**Task:** Write down each of the records again, exactly and in full.

**Extracted entries:**
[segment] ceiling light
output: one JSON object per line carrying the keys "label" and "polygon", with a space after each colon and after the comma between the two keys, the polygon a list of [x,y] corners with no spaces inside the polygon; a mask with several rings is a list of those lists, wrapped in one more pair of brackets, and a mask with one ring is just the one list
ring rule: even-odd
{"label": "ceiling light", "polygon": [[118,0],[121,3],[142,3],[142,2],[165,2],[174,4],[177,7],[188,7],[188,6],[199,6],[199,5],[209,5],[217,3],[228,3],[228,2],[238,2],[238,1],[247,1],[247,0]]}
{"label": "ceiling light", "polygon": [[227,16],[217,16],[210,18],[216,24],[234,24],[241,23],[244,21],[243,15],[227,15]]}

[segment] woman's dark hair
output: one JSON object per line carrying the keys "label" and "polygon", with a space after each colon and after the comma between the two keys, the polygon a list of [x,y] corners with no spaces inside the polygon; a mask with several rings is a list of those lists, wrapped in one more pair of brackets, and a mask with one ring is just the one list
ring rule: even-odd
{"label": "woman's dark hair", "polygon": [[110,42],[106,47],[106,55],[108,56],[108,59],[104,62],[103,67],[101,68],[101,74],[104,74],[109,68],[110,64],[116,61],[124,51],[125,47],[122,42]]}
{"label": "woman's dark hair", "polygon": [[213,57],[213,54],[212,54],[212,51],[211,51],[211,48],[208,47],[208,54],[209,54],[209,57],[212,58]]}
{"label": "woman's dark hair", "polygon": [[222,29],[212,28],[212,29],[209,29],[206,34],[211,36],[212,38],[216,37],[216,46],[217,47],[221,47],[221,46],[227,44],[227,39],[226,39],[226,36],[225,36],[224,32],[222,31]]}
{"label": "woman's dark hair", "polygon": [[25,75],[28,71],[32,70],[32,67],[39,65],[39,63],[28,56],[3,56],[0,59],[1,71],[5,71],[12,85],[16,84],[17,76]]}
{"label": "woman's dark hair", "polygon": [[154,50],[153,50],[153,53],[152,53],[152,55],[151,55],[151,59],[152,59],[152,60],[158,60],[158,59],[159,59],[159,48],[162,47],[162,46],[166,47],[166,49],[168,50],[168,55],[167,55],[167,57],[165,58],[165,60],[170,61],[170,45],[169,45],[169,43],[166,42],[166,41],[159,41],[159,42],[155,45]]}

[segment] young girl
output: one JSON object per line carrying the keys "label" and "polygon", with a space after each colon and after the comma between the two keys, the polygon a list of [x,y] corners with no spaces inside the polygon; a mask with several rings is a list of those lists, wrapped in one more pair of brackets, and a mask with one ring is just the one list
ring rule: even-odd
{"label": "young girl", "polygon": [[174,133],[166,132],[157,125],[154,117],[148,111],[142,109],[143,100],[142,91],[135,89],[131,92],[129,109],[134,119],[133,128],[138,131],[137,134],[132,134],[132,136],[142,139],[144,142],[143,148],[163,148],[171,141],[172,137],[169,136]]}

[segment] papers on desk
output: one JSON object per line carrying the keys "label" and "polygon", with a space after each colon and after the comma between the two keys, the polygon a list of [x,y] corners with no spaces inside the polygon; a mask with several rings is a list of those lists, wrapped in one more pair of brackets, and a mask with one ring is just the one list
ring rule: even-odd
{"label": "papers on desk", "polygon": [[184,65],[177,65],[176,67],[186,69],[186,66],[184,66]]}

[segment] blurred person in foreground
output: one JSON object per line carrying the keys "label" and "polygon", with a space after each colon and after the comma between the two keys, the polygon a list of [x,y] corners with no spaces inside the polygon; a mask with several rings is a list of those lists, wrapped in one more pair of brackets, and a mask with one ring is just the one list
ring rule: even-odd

**Solution to the exercise:**
[segment] ceiling light
output: one JSON object per line carrying the keys "label" and "polygon", with a space after each colon and after the comma between the two keys, the polygon a list of [x,y] corners with no spaces inside the polygon; a mask with several rings is a list of those lists, wrapped in one more pair of brackets, and a mask with one ring is just the one list
ring rule: even-odd
{"label": "ceiling light", "polygon": [[118,0],[121,3],[142,3],[142,2],[165,2],[174,4],[177,7],[188,7],[188,6],[199,6],[199,5],[209,5],[217,3],[228,3],[228,2],[238,2],[238,1],[247,1],[247,0]]}
{"label": "ceiling light", "polygon": [[227,16],[217,16],[210,18],[216,24],[234,24],[241,23],[244,21],[243,15],[227,15]]}

[segment] woman's dark hair
output: one JSON object per line carrying the keys "label" and "polygon", with a space after each colon and after the comma between the two keys, the polygon a list of [x,y] corners with no spaces inside the polygon; a mask with several rings is a list of those lists, wrapped in one more pair of brackets, and a mask with one ring is just the one list
ring rule: even-odd
{"label": "woman's dark hair", "polygon": [[110,42],[106,47],[106,55],[108,56],[108,59],[104,62],[103,67],[101,68],[101,74],[104,74],[109,68],[110,64],[116,61],[124,51],[125,47],[122,42]]}
{"label": "woman's dark hair", "polygon": [[213,57],[213,54],[212,54],[212,51],[211,51],[211,48],[208,47],[208,54],[209,54],[209,57],[212,58]]}
{"label": "woman's dark hair", "polygon": [[222,29],[212,28],[212,29],[209,29],[206,34],[211,36],[212,38],[216,37],[216,46],[217,47],[221,47],[221,46],[227,44],[227,39],[226,39],[226,36],[225,36],[224,32],[222,31]]}
{"label": "woman's dark hair", "polygon": [[25,75],[28,71],[32,70],[32,67],[39,65],[39,63],[28,56],[3,56],[0,59],[1,71],[5,71],[12,85],[16,84],[17,76]]}
{"label": "woman's dark hair", "polygon": [[154,50],[153,50],[153,53],[152,53],[152,55],[151,55],[151,59],[152,59],[152,60],[158,60],[158,59],[159,59],[159,48],[162,47],[162,46],[166,47],[166,49],[168,50],[168,55],[167,55],[167,57],[165,58],[165,60],[170,61],[170,45],[169,45],[169,43],[166,42],[166,41],[159,41],[159,42],[155,45]]}

[segment] young girl
output: one JSON object per line carrying the keys "label" and "polygon", with a space after each colon and after the comma between the two keys, the polygon a list of [x,y] corners with no spaces inside the polygon; a mask with several rings is a list of those lists, wrapped in one more pair of brackets, and a mask with one ring is just the one list
ring rule: even-odd
{"label": "young girl", "polygon": [[174,133],[166,132],[157,125],[154,117],[148,111],[142,109],[143,100],[142,91],[135,89],[131,92],[129,109],[134,119],[133,128],[138,131],[137,134],[132,134],[132,136],[142,139],[144,142],[143,148],[163,148],[171,141],[172,137],[169,136]]}

[segment] papers on desk
output: one JSON object per line carrying the keys "label" and "polygon", with a space after each colon and after the comma between the two keys, the polygon a list of [x,y] corners with no spaces inside the polygon; a mask with several rings is a list of those lists, wrapped in one more pair of brackets, and a mask with one ring is just the one list
ring rule: even-odd
{"label": "papers on desk", "polygon": [[184,65],[177,65],[176,67],[186,69],[186,66],[184,66]]}

[segment] blurred person in foreground
output: one JSON object per line carrying the keys "label" and "polygon", with a space after each colon and after the comma between the two keys, the polygon a list of [x,y] corners with no spaces inside the polygon; a mask with several rings is a list of those lists, wrapped in one more pair of brackets, and a mask with one ring is just the one list
ring rule: even-odd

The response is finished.